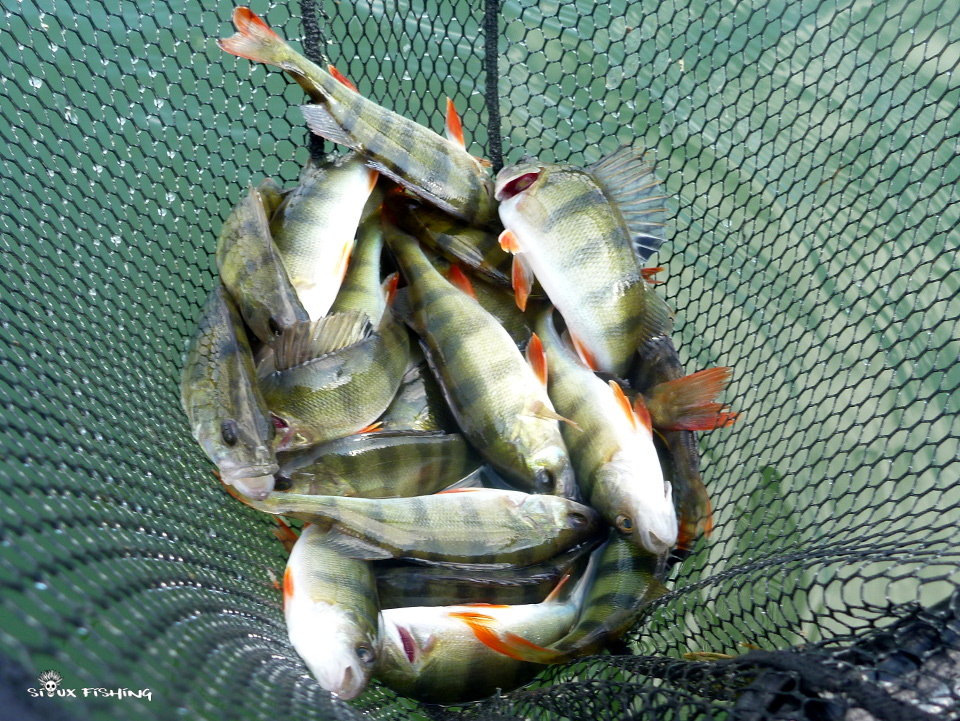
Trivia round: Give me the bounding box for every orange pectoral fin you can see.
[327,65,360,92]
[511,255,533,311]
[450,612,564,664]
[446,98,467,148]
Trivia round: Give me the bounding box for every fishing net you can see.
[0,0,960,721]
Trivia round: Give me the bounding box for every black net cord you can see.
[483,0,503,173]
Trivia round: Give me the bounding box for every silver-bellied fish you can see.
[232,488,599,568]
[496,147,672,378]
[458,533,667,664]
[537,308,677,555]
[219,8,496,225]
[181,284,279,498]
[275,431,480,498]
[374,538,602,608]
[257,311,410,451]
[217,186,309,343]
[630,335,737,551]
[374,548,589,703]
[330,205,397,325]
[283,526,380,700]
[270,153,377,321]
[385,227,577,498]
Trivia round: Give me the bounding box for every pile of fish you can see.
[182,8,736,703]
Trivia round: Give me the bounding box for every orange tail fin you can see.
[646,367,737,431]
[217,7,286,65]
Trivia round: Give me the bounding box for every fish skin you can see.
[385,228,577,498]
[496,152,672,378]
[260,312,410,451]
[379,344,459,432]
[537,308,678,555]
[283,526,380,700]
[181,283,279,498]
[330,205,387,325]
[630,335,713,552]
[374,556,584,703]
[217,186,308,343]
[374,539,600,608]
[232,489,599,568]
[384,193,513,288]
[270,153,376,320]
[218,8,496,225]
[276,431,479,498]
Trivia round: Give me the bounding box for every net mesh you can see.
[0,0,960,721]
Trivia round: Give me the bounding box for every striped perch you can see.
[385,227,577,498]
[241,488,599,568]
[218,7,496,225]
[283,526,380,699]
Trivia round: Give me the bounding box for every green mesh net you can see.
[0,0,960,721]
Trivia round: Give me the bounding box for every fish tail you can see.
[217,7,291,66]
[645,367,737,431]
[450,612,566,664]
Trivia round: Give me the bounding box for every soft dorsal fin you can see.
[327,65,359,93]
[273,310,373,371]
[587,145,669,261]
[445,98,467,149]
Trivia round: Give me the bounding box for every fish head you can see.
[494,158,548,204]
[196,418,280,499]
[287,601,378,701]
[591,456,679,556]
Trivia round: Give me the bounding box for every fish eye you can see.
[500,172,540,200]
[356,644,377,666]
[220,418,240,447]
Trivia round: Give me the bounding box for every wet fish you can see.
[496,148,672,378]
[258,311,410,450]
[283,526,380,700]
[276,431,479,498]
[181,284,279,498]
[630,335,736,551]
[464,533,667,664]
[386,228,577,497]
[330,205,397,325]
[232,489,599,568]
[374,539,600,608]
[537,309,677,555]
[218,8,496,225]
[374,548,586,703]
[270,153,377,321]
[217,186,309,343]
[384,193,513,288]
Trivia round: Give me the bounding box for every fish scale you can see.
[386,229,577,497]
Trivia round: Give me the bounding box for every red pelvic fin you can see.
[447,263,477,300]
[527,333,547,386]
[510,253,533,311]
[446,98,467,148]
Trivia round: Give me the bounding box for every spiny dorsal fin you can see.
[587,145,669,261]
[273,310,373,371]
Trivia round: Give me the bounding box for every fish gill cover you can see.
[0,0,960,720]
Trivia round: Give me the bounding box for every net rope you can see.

## [To do]
Number the lines of the records from the one containing "Trivia round: Give me the bounding box for every pile" through the one containing "[591,456,679,556]" as a list, and leave out any blank lines.

## [Response]
1. Trivia round: Give me the bounding box for every pile of fish you can see.
2. [182,8,736,703]
3. Trivia round: Give me the bounding box for every orange tail fin you can see.
4. [646,367,737,431]
5. [217,7,286,65]
6. Trivia round: Give me the bounding box for every fish skin you can see.
7. [385,228,577,498]
8. [496,152,672,378]
9. [260,312,410,451]
10. [379,344,459,432]
11. [537,308,678,555]
12. [283,526,380,700]
13. [181,283,279,498]
14. [330,205,387,325]
15. [630,335,713,552]
16. [374,556,584,703]
17. [217,186,308,343]
18. [374,539,600,608]
19. [232,489,599,568]
20. [384,193,513,288]
21. [270,153,376,320]
22. [218,8,496,225]
23. [276,431,479,498]
24. Trivia round: Give me the bounding box for every net mesh you can see.
25. [0,0,960,721]
26. Trivia round: Give me the bounding box for every striped perch you can see.
27. [385,227,577,498]
28. [241,488,599,568]
29. [218,7,496,225]
30. [283,526,380,699]
31. Trivia round: Give me the bounding box for every green mesh net you can see.
32. [0,0,960,721]
33. Trivia round: Give me the bounding box for every fish tail you can see.
34. [217,7,291,66]
35. [645,367,737,431]
36. [450,612,566,664]
37. Trivia round: Give me the bounding box for every soft dorsal fin you can see.
38. [327,65,359,93]
39. [273,310,373,371]
40. [587,145,669,261]
41. [445,98,467,149]
42. Trivia round: Give me the bounding box for every fish head you can see.
43. [494,158,548,204]
44. [196,418,280,499]
45. [287,601,378,701]
46. [591,456,679,556]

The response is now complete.